Short task
Find every line in the material below that contains the word "slope" and copy each one out in full. Case counts.

>> begin The records

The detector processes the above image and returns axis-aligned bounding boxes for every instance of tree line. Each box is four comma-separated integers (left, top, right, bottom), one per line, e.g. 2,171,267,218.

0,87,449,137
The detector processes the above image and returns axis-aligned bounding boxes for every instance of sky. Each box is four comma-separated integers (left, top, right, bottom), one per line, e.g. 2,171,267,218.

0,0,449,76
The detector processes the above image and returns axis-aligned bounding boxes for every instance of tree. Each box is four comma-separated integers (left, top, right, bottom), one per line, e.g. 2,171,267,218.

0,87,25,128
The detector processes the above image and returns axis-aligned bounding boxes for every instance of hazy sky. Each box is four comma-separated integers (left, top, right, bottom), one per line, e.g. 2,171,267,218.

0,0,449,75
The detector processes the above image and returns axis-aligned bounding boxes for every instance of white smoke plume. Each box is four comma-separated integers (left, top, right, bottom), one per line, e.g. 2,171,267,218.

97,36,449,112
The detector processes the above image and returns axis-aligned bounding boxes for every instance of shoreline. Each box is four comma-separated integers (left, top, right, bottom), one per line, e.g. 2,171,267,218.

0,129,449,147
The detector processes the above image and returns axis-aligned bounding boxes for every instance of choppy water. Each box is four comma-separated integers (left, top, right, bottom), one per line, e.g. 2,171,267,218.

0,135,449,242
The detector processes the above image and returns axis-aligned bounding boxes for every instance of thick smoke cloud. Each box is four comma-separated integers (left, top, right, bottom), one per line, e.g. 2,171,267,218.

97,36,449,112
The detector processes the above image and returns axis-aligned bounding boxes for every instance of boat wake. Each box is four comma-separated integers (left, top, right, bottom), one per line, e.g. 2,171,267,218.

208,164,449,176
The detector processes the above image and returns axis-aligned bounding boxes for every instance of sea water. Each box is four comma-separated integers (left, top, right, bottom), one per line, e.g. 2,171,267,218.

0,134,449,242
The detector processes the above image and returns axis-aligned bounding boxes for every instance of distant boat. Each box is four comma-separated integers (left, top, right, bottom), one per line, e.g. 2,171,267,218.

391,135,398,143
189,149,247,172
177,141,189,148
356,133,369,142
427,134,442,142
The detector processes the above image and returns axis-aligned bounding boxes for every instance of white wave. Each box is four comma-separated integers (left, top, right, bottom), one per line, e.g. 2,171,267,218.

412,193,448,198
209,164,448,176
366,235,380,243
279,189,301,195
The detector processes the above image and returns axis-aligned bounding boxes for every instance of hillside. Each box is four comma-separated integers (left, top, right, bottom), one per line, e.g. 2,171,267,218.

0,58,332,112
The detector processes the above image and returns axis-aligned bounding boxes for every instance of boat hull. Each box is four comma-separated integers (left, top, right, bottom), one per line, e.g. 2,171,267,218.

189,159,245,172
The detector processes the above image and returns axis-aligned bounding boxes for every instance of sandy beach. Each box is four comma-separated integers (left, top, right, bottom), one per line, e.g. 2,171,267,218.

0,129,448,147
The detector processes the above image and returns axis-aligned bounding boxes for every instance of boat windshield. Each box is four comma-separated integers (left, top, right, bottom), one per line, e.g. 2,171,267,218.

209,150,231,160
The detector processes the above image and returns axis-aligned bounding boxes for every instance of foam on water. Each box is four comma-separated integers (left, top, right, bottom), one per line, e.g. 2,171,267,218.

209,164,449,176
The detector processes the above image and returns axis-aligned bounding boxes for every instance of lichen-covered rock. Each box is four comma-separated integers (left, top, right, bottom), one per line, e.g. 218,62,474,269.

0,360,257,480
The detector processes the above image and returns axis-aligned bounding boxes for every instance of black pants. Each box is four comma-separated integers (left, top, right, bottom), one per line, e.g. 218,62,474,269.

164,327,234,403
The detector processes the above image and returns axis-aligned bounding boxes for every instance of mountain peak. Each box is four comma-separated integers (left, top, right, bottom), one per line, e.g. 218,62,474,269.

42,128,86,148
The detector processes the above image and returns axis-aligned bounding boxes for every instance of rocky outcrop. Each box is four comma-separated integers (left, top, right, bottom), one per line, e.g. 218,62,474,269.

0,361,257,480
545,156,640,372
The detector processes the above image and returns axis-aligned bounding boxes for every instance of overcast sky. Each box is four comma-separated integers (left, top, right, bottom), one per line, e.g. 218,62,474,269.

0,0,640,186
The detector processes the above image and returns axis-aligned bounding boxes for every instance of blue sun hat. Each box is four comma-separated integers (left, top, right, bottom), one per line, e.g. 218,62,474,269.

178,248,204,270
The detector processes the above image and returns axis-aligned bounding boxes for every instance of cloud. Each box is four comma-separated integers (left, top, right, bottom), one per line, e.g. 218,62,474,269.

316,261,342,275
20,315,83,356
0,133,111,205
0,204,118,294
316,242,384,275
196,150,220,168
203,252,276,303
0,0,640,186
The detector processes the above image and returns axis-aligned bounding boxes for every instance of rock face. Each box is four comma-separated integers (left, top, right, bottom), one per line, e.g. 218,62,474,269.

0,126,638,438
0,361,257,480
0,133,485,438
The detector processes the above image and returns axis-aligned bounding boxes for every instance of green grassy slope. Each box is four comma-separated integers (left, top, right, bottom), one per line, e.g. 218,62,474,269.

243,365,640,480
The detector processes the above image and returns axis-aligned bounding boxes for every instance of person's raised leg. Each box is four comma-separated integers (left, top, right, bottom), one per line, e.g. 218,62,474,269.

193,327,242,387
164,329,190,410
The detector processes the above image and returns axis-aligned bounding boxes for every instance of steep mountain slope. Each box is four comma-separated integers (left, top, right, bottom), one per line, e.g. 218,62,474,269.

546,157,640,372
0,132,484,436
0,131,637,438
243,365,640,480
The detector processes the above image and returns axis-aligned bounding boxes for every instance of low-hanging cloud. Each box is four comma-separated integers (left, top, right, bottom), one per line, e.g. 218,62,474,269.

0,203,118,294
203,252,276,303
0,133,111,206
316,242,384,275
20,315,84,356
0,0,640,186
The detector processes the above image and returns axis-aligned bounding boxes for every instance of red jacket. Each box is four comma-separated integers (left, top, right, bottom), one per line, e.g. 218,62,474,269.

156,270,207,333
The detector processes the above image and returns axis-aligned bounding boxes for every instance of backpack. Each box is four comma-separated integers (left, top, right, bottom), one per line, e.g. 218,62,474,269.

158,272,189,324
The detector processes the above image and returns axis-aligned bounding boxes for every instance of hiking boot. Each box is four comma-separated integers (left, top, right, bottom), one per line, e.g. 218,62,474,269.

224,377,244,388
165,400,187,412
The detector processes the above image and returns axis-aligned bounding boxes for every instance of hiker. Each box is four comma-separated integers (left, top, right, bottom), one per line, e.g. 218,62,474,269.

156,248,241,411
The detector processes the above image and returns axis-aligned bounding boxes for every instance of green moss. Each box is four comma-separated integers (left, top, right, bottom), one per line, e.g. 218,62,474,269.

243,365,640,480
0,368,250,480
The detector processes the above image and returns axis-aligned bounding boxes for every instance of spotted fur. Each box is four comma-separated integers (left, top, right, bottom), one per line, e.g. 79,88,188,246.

>> end The records

The response
The detector processes the above image and returns axis-aligned bounding boxes for every instance of green grassy slope. Each box is four comma-separated integers (left, top, right, bottom), one per line, e.g. 218,62,474,269.
The detector processes the above image and returns axis-aligned bounding boxes for every instance of steep mountain slope. Each box is four comma-separated integers (left, top, right, bottom), one per line, e.g. 218,62,474,269.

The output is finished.